Repeat word for word the line with "the man's other" and every line after it until the records below run out.

Data for processing
_ _ _ _

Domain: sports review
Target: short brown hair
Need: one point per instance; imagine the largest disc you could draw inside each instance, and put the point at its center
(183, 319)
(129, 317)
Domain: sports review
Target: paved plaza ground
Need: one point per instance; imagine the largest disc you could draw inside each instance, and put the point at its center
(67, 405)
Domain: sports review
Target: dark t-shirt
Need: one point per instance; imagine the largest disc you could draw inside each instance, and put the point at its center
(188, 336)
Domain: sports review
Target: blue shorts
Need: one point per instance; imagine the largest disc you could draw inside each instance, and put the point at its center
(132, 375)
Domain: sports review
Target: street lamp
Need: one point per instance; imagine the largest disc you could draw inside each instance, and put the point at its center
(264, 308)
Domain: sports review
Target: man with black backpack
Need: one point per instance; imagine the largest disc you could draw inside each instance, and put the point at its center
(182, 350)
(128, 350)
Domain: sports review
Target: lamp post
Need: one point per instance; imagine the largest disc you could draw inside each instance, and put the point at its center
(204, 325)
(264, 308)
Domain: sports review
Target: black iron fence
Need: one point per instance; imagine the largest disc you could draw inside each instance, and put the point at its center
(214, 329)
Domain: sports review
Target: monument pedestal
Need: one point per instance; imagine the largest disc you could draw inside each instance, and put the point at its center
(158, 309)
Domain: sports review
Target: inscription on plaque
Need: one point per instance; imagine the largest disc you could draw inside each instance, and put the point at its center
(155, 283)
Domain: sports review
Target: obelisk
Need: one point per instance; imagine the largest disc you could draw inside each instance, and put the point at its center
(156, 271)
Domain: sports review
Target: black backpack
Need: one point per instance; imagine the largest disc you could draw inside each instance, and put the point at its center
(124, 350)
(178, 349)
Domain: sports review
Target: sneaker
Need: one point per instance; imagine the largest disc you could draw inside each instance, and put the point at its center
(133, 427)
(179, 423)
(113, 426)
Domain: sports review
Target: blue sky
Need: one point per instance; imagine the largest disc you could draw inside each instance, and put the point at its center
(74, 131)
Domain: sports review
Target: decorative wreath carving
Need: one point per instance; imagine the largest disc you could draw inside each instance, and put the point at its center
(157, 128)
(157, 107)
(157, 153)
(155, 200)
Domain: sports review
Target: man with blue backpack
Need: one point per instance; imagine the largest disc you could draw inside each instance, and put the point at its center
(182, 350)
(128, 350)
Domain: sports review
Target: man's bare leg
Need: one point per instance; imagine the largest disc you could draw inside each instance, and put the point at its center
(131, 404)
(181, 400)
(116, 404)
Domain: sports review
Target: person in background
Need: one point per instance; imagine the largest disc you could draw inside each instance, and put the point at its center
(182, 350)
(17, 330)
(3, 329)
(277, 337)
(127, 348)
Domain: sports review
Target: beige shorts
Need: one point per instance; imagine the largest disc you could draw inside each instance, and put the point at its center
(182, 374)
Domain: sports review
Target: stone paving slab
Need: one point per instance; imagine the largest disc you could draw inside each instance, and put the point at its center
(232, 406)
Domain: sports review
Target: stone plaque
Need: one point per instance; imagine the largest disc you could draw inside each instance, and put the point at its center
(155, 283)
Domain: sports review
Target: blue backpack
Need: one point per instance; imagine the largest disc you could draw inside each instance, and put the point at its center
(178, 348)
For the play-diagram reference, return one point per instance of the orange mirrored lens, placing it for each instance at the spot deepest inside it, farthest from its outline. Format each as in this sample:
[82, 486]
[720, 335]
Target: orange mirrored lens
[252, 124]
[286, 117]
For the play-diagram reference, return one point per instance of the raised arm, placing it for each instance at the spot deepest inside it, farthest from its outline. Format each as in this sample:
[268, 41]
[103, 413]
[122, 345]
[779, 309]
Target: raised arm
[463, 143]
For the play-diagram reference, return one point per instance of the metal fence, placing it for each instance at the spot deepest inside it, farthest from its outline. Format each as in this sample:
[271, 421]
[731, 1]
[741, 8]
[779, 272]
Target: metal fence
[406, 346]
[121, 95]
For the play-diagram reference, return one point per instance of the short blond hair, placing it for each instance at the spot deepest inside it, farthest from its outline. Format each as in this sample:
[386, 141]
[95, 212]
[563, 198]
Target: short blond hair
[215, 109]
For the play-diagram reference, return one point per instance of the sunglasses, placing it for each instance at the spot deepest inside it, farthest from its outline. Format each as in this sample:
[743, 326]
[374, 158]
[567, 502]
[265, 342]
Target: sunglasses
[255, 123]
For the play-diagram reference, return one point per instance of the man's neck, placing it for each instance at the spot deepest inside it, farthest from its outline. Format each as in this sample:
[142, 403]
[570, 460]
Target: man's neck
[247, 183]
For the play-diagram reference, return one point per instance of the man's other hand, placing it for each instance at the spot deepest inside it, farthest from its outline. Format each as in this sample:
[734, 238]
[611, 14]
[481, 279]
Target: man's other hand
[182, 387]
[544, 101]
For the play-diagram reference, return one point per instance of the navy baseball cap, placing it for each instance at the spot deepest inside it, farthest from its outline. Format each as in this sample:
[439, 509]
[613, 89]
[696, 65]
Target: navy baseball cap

_ _ _ _

Answer in full
For the play-diagram reference, return one point per instance of the man's other hand, placing it for each instance at the spot deepest inside it, farthest from its outline. Format each as in this sample:
[734, 238]
[611, 14]
[481, 279]
Target: man's other hand
[182, 387]
[544, 101]
For the play-diagram reference, return one point per instance of the navy baseball cap, placing it for each instance at the spot deepest inside it, farthest from its outline. Format each as in this sample:
[439, 509]
[613, 89]
[696, 65]
Target: navy baseball cap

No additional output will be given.